◆ What you should do ◆
What is needed is an exact copy of the lines from the line holding "# locate dark" through the end of the material, with no other lines and no pictures.

--- --- ---

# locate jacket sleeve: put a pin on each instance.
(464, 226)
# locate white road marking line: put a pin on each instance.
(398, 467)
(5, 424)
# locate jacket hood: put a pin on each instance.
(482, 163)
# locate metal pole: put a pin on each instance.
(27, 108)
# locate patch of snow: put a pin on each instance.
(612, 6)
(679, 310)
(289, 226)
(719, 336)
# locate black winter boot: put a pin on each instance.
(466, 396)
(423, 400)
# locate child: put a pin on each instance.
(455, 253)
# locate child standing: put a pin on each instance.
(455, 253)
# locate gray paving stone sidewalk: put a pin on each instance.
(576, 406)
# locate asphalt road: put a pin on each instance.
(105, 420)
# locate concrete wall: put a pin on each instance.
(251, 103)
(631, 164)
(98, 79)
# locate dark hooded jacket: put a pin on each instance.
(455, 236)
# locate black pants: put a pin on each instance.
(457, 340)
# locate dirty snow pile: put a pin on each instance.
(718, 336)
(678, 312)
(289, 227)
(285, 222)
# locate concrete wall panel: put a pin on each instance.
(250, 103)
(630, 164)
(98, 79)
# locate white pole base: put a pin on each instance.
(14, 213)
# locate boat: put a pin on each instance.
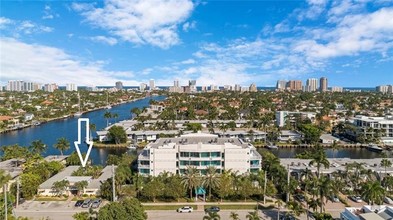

--- --- ---

◆ Response ◆
# locate dark hooded jacket: put a pin on each instance.
(455, 236)
# locate black pants: put a pin on each instance.
(457, 340)
# locate dirty snow pile: put a pin on each instance.
(718, 336)
(678, 312)
(289, 227)
(285, 222)
# locate concrete wall panel: put a pin on each instance.
(250, 103)
(630, 164)
(98, 79)
# locate white pole base: put a pin on each instance.
(14, 213)
# locate boat: put a pin on each instance.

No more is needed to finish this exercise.